-- REQUEST --
Set the listing down again in full, word for word, with the pictures left out.

(Location labeling records)
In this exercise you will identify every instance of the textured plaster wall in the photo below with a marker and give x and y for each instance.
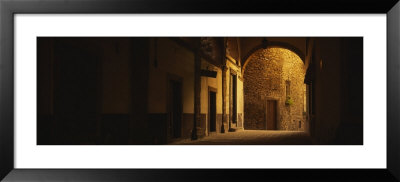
(265, 79)
(171, 59)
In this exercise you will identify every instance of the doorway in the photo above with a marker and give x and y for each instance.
(212, 100)
(175, 109)
(233, 100)
(271, 112)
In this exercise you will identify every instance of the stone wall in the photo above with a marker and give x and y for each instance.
(265, 79)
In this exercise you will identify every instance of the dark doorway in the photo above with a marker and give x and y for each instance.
(213, 110)
(76, 86)
(271, 114)
(175, 109)
(233, 99)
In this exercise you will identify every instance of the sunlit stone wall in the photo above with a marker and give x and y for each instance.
(265, 77)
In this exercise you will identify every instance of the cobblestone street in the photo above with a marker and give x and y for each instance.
(252, 137)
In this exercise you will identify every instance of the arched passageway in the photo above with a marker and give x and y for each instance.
(274, 90)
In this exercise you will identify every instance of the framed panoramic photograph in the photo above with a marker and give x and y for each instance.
(206, 91)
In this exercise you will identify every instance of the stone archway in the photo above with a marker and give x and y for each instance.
(274, 74)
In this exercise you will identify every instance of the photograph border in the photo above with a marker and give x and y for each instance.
(9, 8)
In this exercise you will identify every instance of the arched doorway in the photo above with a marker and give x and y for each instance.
(274, 90)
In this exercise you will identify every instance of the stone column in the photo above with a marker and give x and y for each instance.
(197, 89)
(224, 70)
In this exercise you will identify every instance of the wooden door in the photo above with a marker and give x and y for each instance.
(271, 114)
(213, 111)
(175, 126)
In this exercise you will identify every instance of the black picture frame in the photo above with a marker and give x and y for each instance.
(8, 8)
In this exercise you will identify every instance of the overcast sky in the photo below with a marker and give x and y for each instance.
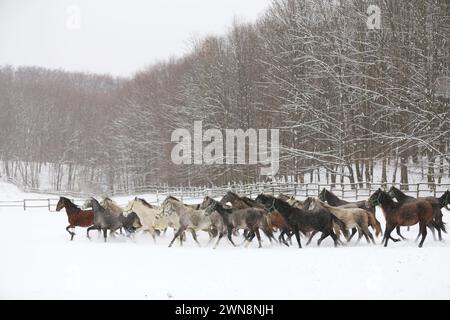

-- ANSWER TO THIS PROBLEM --
In this exercise you will identify every instance of the textured plaster wall in the photo below with a marker and give x and y for each instance.
(265, 79)
(171, 59)
In this exercise you will identify every instance of the doorway in the photo above with a marker and give x and y for each instance.
(212, 100)
(175, 109)
(233, 100)
(271, 112)
In this exercise you will identify every instance of the stone wall in the photo above with a marker and give x and y for each instance.
(265, 79)
In this exercise you will identify every instance of the dark doorway in the photo above with a marker and give x and y for each instance.
(213, 110)
(76, 86)
(271, 114)
(175, 109)
(233, 99)
In this exercise you will identify every instance of the sunlit stone wall in the photo above with a marker and give x and y for each instance.
(265, 77)
In this exercise you will identify every instance of the cobblestone street in the photo above with a marker and give x and y for each instance.
(252, 137)
In this exercise you will identify every instance of the arched passageway in the photo above with a marker and give x and y for each instance.
(274, 90)
In this exercise you will identify every instance of the framed panoramic photograph in the photo above with a marker and give x and y for each instance.
(206, 91)
In this exercise you will identify every instance of the stone archway in the photo above with a marker and give x and y for each instance.
(274, 74)
In this exercise you will identify every instance of the photograph border in the photo above with a marker and give x and y for each instance.
(9, 8)
In this exercise you will identify every instance of the arched doorway in the photo above with a marker and give x and y for each instance.
(274, 90)
In this exercise you will identify every instance of the stone column in the photo above with a marker and give x and y for each instance.
(197, 89)
(224, 70)
In this exercise you will identify every instance of the wooden door in the photo above with a marker and give x and y for each instance.
(271, 114)
(213, 111)
(175, 126)
In this exercise you will identify every instance of the black picture frame in the photo above with a marker and give x and y for each instance.
(8, 8)
In this exercise you will identify every instance of the overcast sky in the photo below with a marker and give x and y for each instance.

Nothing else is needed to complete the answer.